| TASKS TO COMPLETE |
1 > In the forum thread about the site banner, which posters quote Justin's message about removing the banner?
2 > Does the forum thread about the site banner support each of these statements? (a) Justin says he will tell Jeremy to cancel the Apple collectible. (b) WonderK says there is no way to turn off site graphics. (c) uwuzumakii disliked the Miyamoto puppet.

| TEXT TO READ |
How annoying can you get? So what if you don't get your way for once? Complaining over a banner, you got to be kidding me.


----------



## Ragdoll (Jun 18, 2015)

Brielle said:


> How annoying can you get? So what if you don't get your way for once? Complaining over a banner, you got to be kidding me.



i kinda agree but pls no h8


----------



## Alolan_Apples (Jun 18, 2015)

Ragdoll said:


> i kinda agree but pls no h8



I don't think that's hate. I think he/she's trying to remind her on how she shouldn't let things bother her too easily. But yeah, he/she was a bit harsh.

- - - Post Merge - - -

Oh wait, the puppets are gone!


----------



## Justin (Jun 18, 2015)

I'll let Jeremy know to cancel the Apple collectible and focus development on removing the banner ASAP!


----------



## Javocado (Jun 18, 2015)

Justin said:


> I'll let Jeremy know to cancel the Apple collectible and focus development on removing the banner ASAP!



well aren't u just incredible


----------



## Jake (Jun 18, 2015)

Justin said:


> I'll let Jeremy know to cancel the Apple collectible and focus development on removing the banner ASAP!



thanks. much appreciated.


----------



## Ragdoll (Jun 18, 2015)

Apple2012 said:


> I don't think that's hate. I think he/she's trying to remind her on how she shouldn't let things bother her too easily. But yeah, he/she was a bit harsh.
> 
> - - - Post Merge - - -
> 
> Oh wait, the puppets are gone!



'remind' o ok calling ppl annoying is totally not hating, just a reminder. got it, thanks!!!!



Justin said:


> I'll let Jeremy know to cancel the Apple collectible and focus development on removing the banner ASAP!



wow much appreciated!1


----------



## Alolan_Apples (Jun 18, 2015)

Justin said:


> I'll let Jeremy know to cancel the Apple collectible and focus development on removing the banner ASAP!



How about we have a banner with Jason Vorhees, Freddy Kruger, and zombies in it. -_-


----------



## uwuzumakii (Jun 18, 2015)

I liked having the Miyamoto puppet up there! I like to think of him as my Muppets friend.


----------



## groovymayor (Jun 18, 2015)

Some people might have a phobia of puppets, which can cause anxiety or panic attacks.


----------



## WonderK (Jun 18, 2015)

groovymayor said:


> Some people might have a phobia of puppets, which can cause anxiety or panic attacks.



Very true and I agree 100%. I have a friend who's scared of balloons and will have an anxiety attack because of them. If this is such a case, there is *still a way* you can turn off all site related graphics. The option is there.


----------



## Murray (Jun 18, 2015)

groovymayor said:


> Some people might have a phobia of puppets, which can cause anxiety or panic attacks.



some people might be scared of trees?!


----------



## Jake (Jun 18, 2015)

| EXCERPTED RECORDS |
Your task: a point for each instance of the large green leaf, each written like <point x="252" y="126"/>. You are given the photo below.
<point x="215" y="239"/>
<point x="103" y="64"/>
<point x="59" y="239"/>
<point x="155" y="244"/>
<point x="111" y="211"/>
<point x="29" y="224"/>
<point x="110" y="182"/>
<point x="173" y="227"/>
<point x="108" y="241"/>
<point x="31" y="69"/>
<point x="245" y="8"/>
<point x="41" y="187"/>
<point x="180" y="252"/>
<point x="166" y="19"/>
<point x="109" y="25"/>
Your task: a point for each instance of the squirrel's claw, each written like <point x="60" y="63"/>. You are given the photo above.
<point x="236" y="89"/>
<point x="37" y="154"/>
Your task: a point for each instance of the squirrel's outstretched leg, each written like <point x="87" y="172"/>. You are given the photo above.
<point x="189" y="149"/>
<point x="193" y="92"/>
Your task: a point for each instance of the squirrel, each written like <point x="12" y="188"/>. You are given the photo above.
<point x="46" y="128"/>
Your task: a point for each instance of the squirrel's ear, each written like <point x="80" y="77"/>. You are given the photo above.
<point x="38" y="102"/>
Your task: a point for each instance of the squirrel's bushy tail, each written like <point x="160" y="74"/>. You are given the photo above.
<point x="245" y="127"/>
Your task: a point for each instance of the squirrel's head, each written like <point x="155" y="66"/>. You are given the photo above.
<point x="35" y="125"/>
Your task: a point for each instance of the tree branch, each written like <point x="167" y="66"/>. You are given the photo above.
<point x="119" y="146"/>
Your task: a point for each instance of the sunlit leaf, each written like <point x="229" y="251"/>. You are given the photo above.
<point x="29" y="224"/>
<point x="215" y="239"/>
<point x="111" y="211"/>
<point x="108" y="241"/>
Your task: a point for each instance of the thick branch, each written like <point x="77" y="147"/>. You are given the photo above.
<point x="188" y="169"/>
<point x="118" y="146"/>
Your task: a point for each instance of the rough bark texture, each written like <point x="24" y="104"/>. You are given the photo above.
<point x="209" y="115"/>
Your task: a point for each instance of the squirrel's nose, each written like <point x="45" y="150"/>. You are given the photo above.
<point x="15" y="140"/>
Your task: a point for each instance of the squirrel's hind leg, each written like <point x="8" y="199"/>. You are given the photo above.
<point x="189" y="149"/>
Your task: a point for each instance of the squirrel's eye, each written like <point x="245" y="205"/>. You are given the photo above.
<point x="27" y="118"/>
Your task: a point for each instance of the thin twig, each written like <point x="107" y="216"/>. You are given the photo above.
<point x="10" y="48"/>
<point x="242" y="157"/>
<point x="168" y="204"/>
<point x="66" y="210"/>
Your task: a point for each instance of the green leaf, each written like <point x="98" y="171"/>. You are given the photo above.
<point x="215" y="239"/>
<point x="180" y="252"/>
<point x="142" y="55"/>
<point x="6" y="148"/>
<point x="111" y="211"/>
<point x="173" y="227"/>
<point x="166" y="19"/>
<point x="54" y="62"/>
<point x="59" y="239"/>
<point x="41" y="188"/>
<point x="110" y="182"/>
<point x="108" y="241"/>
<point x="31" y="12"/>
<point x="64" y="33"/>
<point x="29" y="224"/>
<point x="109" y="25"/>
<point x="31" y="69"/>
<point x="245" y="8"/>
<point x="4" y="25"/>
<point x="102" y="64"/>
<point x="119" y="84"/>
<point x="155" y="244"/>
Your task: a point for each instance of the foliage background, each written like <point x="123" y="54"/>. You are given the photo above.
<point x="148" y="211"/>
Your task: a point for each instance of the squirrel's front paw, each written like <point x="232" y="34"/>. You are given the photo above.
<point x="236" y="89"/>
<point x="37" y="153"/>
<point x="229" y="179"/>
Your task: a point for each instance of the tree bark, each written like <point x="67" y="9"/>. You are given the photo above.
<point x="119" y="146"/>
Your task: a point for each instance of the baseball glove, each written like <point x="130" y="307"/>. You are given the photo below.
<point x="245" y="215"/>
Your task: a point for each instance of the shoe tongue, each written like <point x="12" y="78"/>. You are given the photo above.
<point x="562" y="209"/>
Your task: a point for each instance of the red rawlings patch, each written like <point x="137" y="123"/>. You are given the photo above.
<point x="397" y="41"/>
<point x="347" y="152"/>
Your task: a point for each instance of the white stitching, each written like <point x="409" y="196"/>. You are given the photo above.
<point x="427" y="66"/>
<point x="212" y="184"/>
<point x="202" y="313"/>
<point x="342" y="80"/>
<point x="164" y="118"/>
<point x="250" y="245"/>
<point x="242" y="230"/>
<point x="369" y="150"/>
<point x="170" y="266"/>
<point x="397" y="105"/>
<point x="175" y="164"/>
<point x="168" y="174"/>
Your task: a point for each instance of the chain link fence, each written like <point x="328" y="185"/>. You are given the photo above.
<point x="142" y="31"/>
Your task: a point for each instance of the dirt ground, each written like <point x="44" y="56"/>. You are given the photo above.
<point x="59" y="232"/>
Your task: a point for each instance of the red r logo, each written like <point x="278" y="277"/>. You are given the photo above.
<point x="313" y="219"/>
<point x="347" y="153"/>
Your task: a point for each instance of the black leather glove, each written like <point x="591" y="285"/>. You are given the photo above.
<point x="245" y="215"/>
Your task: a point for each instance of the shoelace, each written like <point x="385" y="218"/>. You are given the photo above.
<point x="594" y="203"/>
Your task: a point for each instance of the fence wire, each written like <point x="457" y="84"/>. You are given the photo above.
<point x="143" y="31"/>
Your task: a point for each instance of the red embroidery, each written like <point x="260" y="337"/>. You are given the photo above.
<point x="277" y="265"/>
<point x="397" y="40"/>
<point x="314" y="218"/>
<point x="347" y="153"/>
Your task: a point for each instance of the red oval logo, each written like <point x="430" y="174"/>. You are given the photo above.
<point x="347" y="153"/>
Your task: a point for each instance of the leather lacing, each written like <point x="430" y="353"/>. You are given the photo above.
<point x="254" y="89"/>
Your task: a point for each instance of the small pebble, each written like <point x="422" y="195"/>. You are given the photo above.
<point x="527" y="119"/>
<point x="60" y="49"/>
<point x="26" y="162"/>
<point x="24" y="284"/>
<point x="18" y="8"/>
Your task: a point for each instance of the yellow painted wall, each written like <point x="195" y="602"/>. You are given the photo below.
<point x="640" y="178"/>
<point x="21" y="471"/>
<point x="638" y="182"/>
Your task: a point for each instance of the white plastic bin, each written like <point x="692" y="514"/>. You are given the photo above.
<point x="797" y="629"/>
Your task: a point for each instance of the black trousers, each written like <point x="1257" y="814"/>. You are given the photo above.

| OUTPUTS FOR THE TASKS |
1 > Javocado, Jake, Ragdoll, Alolan_Apples

2 >
(a) Yes: "I'll let Jeremy know to cancel the Apple collectible"
(b) No: "The option is there."
(c) No: "I liked having the Miyamoto puppet up there!"